Position annotation records:
┌────────

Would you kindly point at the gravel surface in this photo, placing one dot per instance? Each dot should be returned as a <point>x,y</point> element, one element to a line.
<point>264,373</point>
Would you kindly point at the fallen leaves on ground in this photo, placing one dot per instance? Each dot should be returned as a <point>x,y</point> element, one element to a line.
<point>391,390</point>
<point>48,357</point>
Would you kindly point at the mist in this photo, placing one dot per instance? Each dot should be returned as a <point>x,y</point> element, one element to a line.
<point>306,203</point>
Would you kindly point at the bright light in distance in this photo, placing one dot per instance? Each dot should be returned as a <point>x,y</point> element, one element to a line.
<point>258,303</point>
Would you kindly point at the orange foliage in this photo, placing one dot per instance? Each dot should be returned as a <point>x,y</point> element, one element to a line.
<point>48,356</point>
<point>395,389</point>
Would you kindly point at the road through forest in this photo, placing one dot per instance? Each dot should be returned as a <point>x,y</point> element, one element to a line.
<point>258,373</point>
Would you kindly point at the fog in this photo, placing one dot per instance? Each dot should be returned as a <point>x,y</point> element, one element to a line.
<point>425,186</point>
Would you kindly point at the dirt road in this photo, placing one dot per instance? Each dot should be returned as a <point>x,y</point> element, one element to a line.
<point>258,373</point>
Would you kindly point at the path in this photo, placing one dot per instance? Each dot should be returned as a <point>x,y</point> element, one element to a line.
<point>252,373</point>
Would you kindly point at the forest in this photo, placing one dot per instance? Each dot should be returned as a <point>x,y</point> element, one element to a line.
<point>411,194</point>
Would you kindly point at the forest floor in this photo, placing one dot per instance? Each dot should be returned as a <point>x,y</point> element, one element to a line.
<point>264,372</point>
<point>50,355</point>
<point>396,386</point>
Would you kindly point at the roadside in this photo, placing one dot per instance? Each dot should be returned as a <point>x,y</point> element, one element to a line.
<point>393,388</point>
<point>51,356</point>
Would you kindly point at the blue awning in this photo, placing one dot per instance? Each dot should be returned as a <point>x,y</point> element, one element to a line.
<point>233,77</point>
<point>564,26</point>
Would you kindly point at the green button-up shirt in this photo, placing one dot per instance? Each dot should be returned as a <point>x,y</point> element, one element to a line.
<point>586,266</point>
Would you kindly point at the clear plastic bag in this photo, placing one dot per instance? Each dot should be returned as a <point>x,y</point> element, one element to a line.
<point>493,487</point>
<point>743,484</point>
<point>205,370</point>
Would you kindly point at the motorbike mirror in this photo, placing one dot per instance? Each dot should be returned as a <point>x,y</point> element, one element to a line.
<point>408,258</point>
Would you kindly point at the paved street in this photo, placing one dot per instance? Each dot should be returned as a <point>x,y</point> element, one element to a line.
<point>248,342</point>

└────────
┌────────

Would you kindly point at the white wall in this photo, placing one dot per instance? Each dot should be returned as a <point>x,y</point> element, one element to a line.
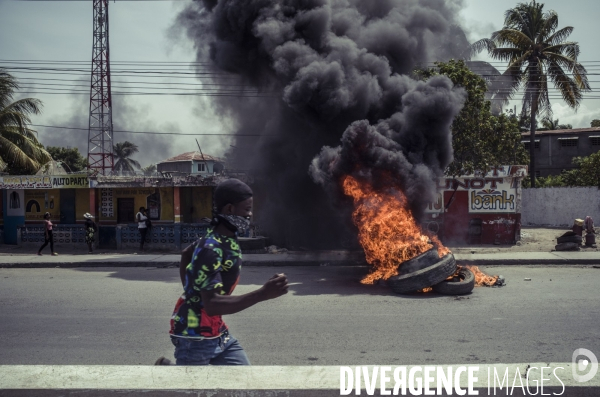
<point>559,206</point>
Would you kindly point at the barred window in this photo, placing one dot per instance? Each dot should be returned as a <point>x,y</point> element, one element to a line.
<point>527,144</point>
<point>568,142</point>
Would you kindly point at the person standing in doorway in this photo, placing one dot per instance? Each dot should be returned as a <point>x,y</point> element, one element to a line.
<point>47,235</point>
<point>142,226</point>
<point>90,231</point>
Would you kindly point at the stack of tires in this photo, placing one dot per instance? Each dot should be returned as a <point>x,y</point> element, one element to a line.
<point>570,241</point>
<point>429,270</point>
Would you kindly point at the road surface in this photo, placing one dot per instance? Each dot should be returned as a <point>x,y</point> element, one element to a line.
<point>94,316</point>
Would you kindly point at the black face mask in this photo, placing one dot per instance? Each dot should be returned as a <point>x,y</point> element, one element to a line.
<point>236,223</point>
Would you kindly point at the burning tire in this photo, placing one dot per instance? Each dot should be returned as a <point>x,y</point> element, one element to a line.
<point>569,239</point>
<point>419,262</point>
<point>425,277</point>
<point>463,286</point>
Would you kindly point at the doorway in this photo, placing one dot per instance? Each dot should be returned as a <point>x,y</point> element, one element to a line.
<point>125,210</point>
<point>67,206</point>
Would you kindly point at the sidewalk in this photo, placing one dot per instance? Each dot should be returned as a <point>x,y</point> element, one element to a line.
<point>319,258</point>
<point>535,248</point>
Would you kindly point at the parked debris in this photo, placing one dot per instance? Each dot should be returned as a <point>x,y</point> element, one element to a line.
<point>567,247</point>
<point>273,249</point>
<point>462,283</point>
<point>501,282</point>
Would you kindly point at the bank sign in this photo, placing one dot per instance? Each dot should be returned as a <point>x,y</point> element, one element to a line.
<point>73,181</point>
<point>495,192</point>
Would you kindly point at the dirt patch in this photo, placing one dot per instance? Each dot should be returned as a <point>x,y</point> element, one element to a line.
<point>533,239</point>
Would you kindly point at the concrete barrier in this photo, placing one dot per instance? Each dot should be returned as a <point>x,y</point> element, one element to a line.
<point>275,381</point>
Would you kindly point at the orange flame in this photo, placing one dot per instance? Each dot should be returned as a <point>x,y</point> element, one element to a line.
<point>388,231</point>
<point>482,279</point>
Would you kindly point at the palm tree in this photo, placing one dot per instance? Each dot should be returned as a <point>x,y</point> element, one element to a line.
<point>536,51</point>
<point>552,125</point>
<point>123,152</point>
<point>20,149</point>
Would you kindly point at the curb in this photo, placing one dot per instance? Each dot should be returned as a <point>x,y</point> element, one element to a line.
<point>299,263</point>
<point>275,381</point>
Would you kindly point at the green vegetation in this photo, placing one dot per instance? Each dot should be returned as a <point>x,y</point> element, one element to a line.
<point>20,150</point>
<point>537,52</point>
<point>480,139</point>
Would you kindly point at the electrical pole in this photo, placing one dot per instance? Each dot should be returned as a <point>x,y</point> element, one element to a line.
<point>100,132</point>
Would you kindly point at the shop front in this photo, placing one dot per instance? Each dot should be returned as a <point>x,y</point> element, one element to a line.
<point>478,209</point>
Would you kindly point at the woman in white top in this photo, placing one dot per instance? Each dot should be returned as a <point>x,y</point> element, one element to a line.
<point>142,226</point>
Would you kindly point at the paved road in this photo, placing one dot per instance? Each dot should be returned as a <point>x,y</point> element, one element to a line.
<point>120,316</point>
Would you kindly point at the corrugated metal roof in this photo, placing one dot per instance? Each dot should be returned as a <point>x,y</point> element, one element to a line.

└────────
┌────────

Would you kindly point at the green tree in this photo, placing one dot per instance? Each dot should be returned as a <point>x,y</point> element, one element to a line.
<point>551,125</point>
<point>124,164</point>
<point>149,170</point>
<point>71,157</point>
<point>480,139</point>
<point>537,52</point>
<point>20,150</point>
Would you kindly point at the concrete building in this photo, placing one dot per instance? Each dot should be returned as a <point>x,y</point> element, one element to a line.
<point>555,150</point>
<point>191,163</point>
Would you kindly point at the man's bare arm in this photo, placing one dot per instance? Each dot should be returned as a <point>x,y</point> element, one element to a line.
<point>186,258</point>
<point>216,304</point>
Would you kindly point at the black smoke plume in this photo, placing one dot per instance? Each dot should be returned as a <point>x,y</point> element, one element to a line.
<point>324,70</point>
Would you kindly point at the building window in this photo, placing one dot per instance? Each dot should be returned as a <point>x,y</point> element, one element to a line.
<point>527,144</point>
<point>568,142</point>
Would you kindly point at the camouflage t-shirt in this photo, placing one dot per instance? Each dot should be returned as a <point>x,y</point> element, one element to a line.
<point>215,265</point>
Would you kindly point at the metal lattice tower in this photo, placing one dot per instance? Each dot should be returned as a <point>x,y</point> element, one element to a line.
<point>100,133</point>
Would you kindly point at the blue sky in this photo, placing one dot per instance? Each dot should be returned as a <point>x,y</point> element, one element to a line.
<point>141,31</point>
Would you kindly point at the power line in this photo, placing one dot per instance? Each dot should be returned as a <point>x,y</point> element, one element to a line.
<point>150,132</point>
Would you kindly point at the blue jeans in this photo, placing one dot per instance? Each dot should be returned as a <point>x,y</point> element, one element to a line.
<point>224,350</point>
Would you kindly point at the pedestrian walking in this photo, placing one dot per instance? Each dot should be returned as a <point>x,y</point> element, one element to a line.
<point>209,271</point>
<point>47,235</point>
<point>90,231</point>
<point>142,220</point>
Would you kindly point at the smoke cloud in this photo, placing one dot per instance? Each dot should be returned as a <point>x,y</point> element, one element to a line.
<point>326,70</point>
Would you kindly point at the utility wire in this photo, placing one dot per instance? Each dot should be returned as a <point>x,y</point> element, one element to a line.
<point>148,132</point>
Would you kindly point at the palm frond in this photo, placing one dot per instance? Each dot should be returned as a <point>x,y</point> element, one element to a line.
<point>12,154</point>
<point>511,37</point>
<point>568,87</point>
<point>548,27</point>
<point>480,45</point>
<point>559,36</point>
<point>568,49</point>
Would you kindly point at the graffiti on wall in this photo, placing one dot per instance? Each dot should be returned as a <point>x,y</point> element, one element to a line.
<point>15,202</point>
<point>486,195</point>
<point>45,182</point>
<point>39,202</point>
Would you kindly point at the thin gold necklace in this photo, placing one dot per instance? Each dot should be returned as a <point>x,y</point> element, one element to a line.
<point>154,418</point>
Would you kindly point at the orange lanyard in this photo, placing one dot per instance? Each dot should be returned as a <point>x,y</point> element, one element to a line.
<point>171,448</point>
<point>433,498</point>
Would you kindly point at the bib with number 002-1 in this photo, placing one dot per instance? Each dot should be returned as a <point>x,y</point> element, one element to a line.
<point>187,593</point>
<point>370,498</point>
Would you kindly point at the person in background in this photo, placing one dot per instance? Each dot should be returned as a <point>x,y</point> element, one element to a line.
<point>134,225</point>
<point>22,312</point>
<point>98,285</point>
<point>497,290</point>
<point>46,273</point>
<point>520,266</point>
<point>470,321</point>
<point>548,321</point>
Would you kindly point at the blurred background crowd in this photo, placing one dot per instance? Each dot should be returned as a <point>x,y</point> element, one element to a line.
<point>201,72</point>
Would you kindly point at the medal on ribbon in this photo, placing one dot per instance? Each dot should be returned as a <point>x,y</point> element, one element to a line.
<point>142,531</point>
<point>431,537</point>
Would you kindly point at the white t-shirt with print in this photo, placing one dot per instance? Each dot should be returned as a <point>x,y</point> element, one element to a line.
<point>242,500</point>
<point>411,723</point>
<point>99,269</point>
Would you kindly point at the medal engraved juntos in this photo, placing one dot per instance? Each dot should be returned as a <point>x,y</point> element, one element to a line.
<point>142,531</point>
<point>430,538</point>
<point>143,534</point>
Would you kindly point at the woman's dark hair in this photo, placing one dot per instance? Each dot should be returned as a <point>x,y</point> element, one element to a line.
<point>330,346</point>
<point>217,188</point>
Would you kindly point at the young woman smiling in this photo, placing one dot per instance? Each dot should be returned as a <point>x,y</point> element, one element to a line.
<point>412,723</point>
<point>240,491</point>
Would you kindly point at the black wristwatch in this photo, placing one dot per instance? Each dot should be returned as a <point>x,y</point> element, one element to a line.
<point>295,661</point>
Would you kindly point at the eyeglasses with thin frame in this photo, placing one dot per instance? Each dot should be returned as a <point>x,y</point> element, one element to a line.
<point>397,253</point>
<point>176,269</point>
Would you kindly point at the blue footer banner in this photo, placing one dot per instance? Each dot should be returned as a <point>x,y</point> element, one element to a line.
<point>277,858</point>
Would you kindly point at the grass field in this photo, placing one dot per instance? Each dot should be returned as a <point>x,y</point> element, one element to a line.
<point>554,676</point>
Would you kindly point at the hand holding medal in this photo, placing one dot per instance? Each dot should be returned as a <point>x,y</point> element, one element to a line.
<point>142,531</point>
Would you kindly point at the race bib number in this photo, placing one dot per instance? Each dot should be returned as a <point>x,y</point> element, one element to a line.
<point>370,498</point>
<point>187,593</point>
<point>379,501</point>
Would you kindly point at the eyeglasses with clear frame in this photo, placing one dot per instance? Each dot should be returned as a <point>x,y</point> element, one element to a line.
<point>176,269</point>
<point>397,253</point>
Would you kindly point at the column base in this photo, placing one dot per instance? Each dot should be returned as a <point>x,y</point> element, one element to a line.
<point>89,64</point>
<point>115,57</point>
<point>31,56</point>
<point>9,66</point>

└────────

=== Goal ===
Update the records from the line containing "Would you kindly point at the gravel" through the line containing "<point>252,373</point>" by replacing each "dot" with "marker", leaving everything else as it is.

=== Output for this exercise ===
Would you kindly point at the gravel surface in this photo, placing one marker per instance? Each marker should be returned as a <point>x,y</point> element, one element to a line.
<point>264,373</point>
Would you kindly point at the fallen leaves on ground in this photo, placing one marker per instance? Each marker should be returned as a <point>x,y</point> element, one element to a line.
<point>391,390</point>
<point>48,357</point>
Would you kindly point at the mist in this photo, placing one marker per instance? Each marker should be returned as a <point>x,y</point> element, one element to a line.
<point>306,203</point>
Would you kindly point at the bright light in distance in this photo, placing one marker per instance? Each marker should be returned as a <point>x,y</point> element, one element to a line.
<point>258,303</point>
Would you kindly point at the orange foliage in this photo, placing one marker per instance? Each marker should be returned as a <point>x,y</point> element, one element to a line.
<point>48,356</point>
<point>395,389</point>
Would you kindly point at the road through forest in this photo, placing one marker per instance? Each marker should be returned as a <point>x,y</point> element, one element to a line.
<point>258,373</point>
Would you kindly point at the fog in this photo, placing one marker per instance? Each marker should be returned as a <point>x,y</point> element, one element to a line.
<point>425,186</point>
Would you kindly point at the dirt road in this photo, placing one marker per instance? Each marker should be returned as a <point>x,y</point> element, one element to a line.
<point>258,373</point>
Would you kindly point at the path in this photo, placing one marker per instance? Each marker should be returned as a <point>x,y</point> element, one element to a line.
<point>252,373</point>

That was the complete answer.